(Dataset entries)
····················
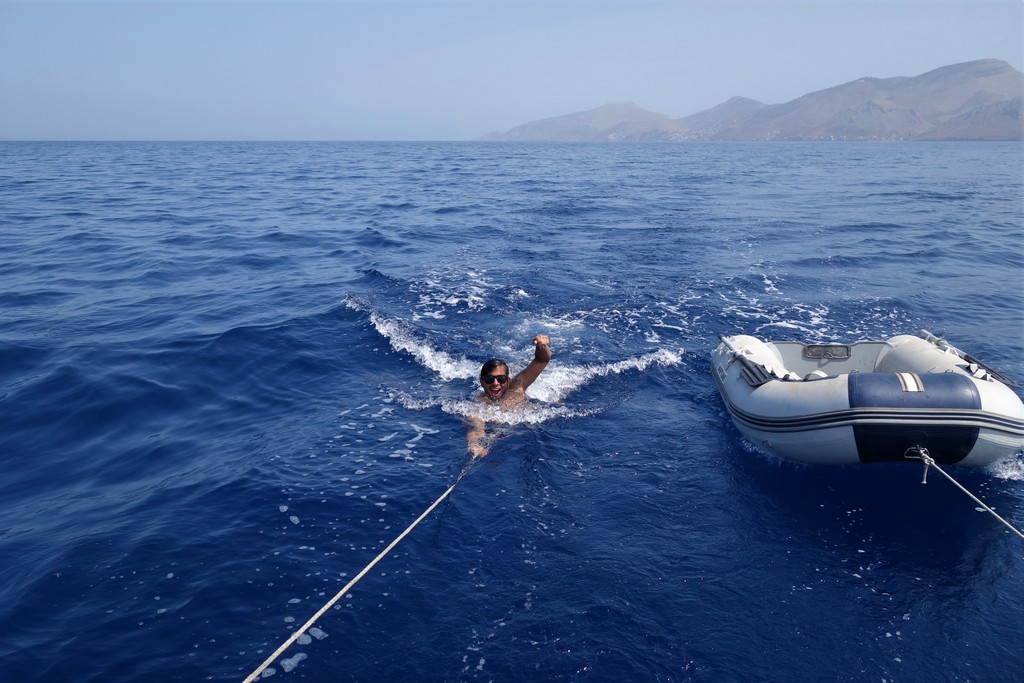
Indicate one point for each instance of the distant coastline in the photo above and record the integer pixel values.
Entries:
(974, 100)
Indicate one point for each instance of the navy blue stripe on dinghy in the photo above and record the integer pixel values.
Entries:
(946, 442)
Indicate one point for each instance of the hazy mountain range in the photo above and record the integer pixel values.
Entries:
(975, 100)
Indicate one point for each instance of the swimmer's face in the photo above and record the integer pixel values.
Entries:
(495, 382)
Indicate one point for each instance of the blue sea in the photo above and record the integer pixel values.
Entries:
(232, 374)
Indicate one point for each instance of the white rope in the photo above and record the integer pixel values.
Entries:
(921, 453)
(295, 636)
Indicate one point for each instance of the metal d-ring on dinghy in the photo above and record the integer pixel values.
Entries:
(868, 400)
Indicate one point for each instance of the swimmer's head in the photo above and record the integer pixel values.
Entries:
(495, 378)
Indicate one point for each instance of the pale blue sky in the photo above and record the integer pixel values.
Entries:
(444, 70)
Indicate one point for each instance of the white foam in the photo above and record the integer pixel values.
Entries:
(1010, 469)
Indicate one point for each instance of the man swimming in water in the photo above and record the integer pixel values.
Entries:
(500, 389)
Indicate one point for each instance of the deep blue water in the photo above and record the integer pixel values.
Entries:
(230, 374)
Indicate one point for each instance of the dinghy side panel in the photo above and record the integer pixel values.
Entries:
(909, 400)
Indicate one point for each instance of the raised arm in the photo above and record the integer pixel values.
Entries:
(476, 438)
(542, 355)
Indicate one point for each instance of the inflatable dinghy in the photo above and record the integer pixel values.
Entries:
(868, 400)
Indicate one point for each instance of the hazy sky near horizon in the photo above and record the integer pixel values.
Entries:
(449, 70)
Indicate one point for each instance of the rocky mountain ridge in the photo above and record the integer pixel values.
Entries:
(975, 100)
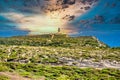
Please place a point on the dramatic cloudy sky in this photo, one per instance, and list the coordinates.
(98, 18)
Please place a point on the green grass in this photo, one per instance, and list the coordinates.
(32, 56)
(2, 77)
(63, 72)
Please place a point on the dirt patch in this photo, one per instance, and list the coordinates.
(15, 76)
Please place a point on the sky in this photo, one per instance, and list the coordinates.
(99, 18)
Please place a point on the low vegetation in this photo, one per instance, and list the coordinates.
(58, 57)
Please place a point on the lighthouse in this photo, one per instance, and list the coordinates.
(59, 30)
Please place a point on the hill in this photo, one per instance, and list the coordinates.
(58, 57)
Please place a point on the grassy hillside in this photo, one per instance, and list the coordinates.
(59, 57)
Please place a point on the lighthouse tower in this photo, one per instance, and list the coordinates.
(59, 30)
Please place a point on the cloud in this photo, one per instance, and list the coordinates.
(40, 16)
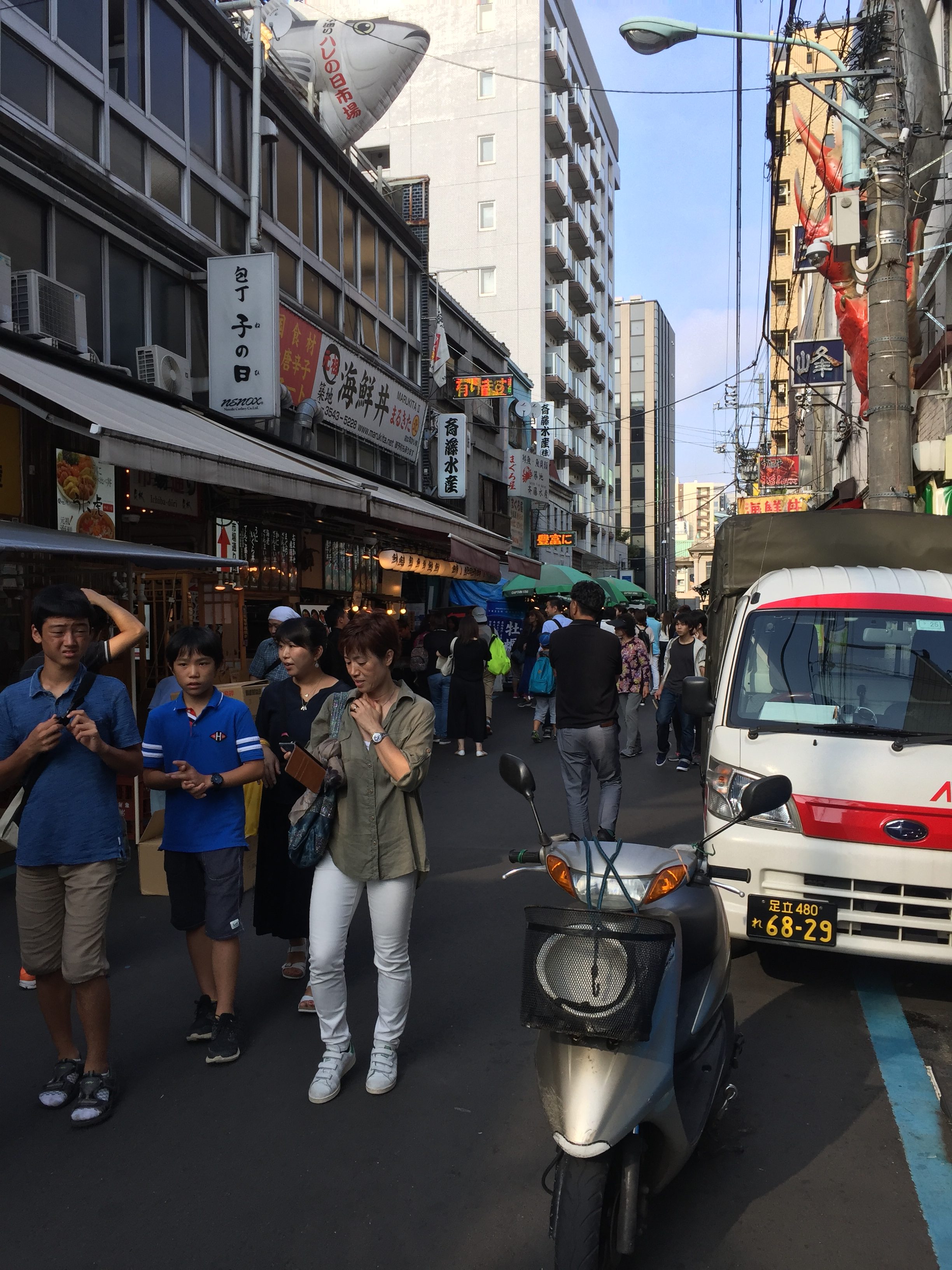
····················
• **Exercise objective**
Would you please repeat each record exactly? Leave the pictures out.

• **Output**
Indicate one point for each instance of the distant coastline in the photo above and record the integer pixel values.
Entries:
(974, 100)
Indicate one point for each instance of the navy blue stripe on dinghy in the photo above and record the integer pixel values.
Entries:
(946, 442)
Indicate one point for each instance of the hazy mountain range in the photo above and record the integer pixel values.
Entries:
(975, 100)
Indicate one point for each instance of the swimmer's face in the photo above and record the integer pixel values.
Entries:
(495, 382)
Indicate one point for each instance of the blue sea in the photo above and record the integer pixel values.
Entries:
(232, 374)
Indicate one point for each instance of the white rope in the photo above and record the integer pixel values.
Entries:
(921, 453)
(295, 636)
Indicate one point for each instance of the metal d-ring on dinghy in the photo above and record the integer pixel values.
Entries:
(868, 400)
Indicate one point for each instance of the swimmer's head in the photo above and record the integer pixel values.
Entries:
(495, 378)
Indicate one point for each instance of the pale blue sky in the photo above and record the integer pixel values.
Entries:
(444, 70)
Indicate one point for each instance of the white foam in the photo above and record the integer pixel values.
Entries:
(1010, 469)
Indicate one point for each instance of the man swimming in water in the photo above and record the integer pixel values.
Entries:
(500, 389)
Indicate one point for each instance of the deep blue water in the photo above and record the integer pixel values.
Entries:
(230, 374)
Indicate one point for each instance of the dinghy side panel in the photo above and record the integer pixel values.
Entries:
(909, 400)
Indicate one point for each instance of the raised arm in the photo above and record the integer pixel values.
Entries:
(476, 438)
(542, 355)
Indicate one point for each instance of the inflatable dinghy in the photo above and record the integer pixel values.
Entries:
(868, 400)
Indicate one point for each instance of the hazy sky near horizon in the photo above and record the integer pixel values.
Entries:
(449, 70)
Indicate one point for each instance of the rocky mountain ridge in the photo above and record the integer pixel values.
Entries:
(975, 100)
Please place a point on the dramatic cloudy sky in this photo, one per instance, and list the coordinates.
(98, 18)
Please place a point on the green grass in this photo, one per instance, and list the coordinates.
(32, 56)
(2, 77)
(63, 72)
Please place a point on the dirt patch in this photo, one per instance, and list the coordinates.
(15, 76)
Please place a point on the sky in this photo, one per instance, and list the coordinates.
(99, 18)
Please place a point on the low vegetation in this photo, one per instance, and list the coordinates.
(58, 57)
Please place a point on the lighthouse in this photo, one per instance, and list the coordinates.
(59, 30)
Please place a point on the hill in this photo, one per instance, and list the coordinates.
(58, 57)
Please place a point on the grassy hillside in this photo, one per instance, and list the coordinates.
(59, 57)
Please place a point on the lighthouse tower in this photo, one per instance, and list the coordinates.
(59, 30)
Please place a point on the cloud in this photo, one per instance, and list the coordinates.
(40, 16)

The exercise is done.